69. Sqrt(x) (https://leetcode.com/problems/sqrtx/submissions/): Implement int sqrt(int x). Compute and return the square root of x, where x is guaranteed to be a non-negative integer. Since the return type is an integer, the decimal digits are truncated and only the integer part of the result is returned.

69. Sqrt(x) (#1 Binary search + long type).java

class Solution {
    public int mySqrt(int x) {
        //Solution #1: Cast to long type to avoid overflow
        //Corner case: x == 0
        if(x == 0) {
            return 0;
        }
        long begin = 1, end = (long)x - 1, mid;
        
        while(begin < end - 1) {
            mid = begin + (end - begin) / 2;
            
            if(mid * mid == x) {
                return (int)mid;
            } else if(mid * mid < x) {
                begin = mid;
            } else { //mid * mid > x
                end = mid;   
            }
        }
        
        // begin == end - 1 || begin = end - 1 (x == 1) || begin == end (x == 2)
        if(begin * begin == x || end * end > x) {
            return (int)begin;
        }
        return (int)end;
    }
}

69. Sqrt(x) (#2 Binary search).java

// Binary search solution: divide x by mid and compare the quotient with mid
// Time: O(logx), 1ms
// Space: O(1), 33.7mb
class Solution {
    public int mySqrt(int x) {
        // Corner cases
        if(x == 0 || x == 1) return x;
        
        int begin = 0, end = x;
        while(begin <= end) {
            int mid = begin + (end - begin) / 2;
            int sqrt = x / mid; // Equivalent to target
            
            if(sqrt == mid) {
                return sqrt;
            } else if(sqrt < mid) { // mid is too large, move to the left range
                end = mid - 1;
            } else {
                begin = mid + 1;
            }
            
        }
        
        // begin + 1 == end. sqrt is somewhere between (end, begin), we return the end to do truncating
        return end;
    }
}

□ □ □ □

* _Exercise set_:
#1 In the second solution on the Sqrt(x) page, the one headed "#2 Binary search," list every local variable declared inside the body of mySqrt.
#2 Extract from the Sqrt(x) page the part that opens with the words containing "if(mid * mid == x)" and closes with "end (x == 2)".

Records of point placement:
□ □ □ □

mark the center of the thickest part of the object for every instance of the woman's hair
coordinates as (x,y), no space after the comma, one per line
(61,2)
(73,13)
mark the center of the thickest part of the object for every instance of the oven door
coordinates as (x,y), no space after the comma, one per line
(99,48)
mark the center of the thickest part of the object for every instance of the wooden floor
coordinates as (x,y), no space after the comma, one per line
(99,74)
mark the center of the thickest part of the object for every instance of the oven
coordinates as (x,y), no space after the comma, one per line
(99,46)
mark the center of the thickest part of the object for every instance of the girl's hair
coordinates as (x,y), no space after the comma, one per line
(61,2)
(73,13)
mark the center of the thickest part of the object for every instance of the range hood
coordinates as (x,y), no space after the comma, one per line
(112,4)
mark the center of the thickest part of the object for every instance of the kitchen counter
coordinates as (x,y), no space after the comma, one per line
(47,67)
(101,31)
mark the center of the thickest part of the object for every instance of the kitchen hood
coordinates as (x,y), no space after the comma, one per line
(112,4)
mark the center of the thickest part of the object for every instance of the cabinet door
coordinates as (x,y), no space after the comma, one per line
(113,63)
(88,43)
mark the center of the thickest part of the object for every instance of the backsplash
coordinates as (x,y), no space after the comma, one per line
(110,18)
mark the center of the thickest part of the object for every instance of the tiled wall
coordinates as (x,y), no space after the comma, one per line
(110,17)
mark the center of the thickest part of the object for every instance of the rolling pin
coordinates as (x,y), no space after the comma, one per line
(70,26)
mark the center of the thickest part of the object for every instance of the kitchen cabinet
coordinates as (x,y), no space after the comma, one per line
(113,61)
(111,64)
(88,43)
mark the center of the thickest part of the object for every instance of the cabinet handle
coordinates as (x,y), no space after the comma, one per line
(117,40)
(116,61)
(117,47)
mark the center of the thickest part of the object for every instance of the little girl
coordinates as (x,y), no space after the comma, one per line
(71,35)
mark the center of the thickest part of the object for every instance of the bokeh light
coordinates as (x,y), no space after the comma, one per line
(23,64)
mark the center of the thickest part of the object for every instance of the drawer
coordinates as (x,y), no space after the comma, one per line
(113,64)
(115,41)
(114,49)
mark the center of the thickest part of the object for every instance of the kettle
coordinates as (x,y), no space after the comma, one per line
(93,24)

□ □ □ □

* _Solutions by task_:
#1
- begin
- end
- mid
- sqrt

#2
if(mid * mid == x) {
                return (int)mid;
            } else if(mid * mid < x) {
                begin = mid;
            } else { //mid * mid > x
                end = mid;   
            }
        }
        
        // begin == end - 1 || begin = end - 1 (x == 1) || begin == end (x == 2)